-- Start of Data --
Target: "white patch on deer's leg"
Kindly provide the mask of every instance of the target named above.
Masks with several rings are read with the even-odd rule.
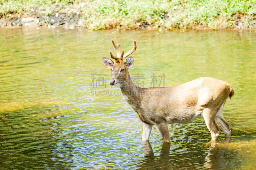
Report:
[[[226,137],[230,137],[231,136],[231,133],[232,132],[232,127],[228,124],[228,123],[225,120],[224,118],[222,115],[222,110],[223,109],[225,102],[222,104],[220,110],[218,112],[218,114],[216,116],[215,120],[218,124],[218,126],[220,128]]]
[[[153,125],[149,125],[145,123],[143,123],[143,132],[142,132],[141,139],[142,141],[148,140],[153,127]]]

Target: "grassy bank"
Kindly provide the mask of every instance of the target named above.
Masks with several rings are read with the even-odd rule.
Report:
[[[94,30],[253,28],[256,27],[256,1],[0,0],[0,15],[2,25],[23,26],[21,18],[32,17],[38,19],[38,25]]]

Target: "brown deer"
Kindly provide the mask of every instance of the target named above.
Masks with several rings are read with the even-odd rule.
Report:
[[[133,47],[124,55],[112,40],[117,56],[110,52],[113,61],[101,59],[103,65],[111,69],[112,78],[109,84],[118,84],[124,98],[134,109],[143,122],[142,140],[149,138],[153,125],[159,129],[164,141],[171,142],[167,124],[191,122],[200,116],[205,122],[211,132],[212,141],[217,139],[220,133],[230,137],[232,128],[225,120],[221,111],[227,99],[234,94],[233,88],[227,83],[211,77],[202,77],[181,85],[170,87],[142,88],[136,85],[128,69],[133,65],[132,57],[124,59],[137,48]]]

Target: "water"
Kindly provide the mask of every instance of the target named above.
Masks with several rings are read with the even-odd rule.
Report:
[[[0,30],[0,37],[1,169],[254,168],[255,31],[24,28]],[[199,118],[169,125],[170,145],[155,126],[143,144],[142,123],[109,85],[111,71],[101,63],[114,52],[112,39],[125,52],[136,40],[129,72],[141,87],[204,76],[228,82],[235,93],[223,114],[233,128],[231,142],[222,132],[219,144],[207,144],[211,135]]]

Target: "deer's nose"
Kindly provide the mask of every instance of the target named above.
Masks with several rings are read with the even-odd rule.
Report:
[[[110,84],[110,85],[114,85],[115,84],[115,80],[109,80],[109,84]]]

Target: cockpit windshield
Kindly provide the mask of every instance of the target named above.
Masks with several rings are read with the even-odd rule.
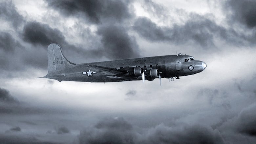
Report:
[[[184,60],[184,61],[186,62],[188,61],[190,61],[191,60],[194,60],[194,57],[189,57],[187,58],[185,58]]]

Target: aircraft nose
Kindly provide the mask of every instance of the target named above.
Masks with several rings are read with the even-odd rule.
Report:
[[[202,67],[203,67],[203,70],[204,70],[207,67],[207,65],[206,65],[206,63],[204,63],[204,62],[203,62],[202,63]]]

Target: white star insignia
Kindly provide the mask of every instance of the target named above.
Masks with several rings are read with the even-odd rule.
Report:
[[[93,75],[92,74],[92,72],[91,72],[90,70],[88,72],[86,72],[88,73],[88,76],[89,76],[89,75],[91,75],[92,76]]]
[[[97,72],[92,71],[91,71],[90,70],[89,70],[88,72],[83,72],[83,74],[88,74],[88,76],[89,76],[90,75],[93,76],[94,74],[96,73]]]

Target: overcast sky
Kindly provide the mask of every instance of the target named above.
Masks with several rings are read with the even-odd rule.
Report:
[[[256,143],[255,0],[0,2],[2,143]],[[51,43],[76,63],[177,52],[207,68],[161,86],[35,78]]]

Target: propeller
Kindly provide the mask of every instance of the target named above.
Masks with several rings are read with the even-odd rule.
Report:
[[[161,84],[162,82],[162,81],[161,79],[161,78],[162,78],[162,77],[161,77],[161,75],[159,74],[159,80],[160,80],[160,86],[161,85]]]
[[[142,82],[144,83],[144,81],[145,81],[145,74],[144,74],[144,72],[142,73]]]

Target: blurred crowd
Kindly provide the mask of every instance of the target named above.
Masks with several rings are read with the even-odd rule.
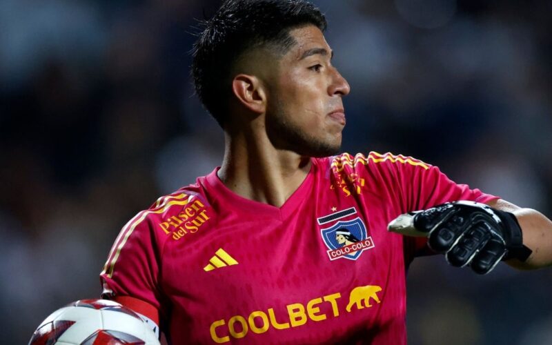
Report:
[[[315,1],[351,86],[343,149],[391,151],[552,217],[552,2]],[[219,1],[0,2],[0,323],[98,297],[119,229],[220,164],[193,95]],[[552,270],[415,261],[409,344],[552,344]]]

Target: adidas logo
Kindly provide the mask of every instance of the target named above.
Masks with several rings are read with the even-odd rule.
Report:
[[[215,268],[220,268],[226,266],[237,265],[237,262],[225,252],[221,248],[215,253],[215,256],[209,260],[210,264],[203,268],[205,272],[209,272]]]

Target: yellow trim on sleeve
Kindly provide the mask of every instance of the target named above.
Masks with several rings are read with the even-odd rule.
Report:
-- End of Data --
(Task brief)
Tally the lines in the entries above that contain the string "deer", treating uppercase and lowercase letters as different. Reply with the number only.

(Solved problem)
3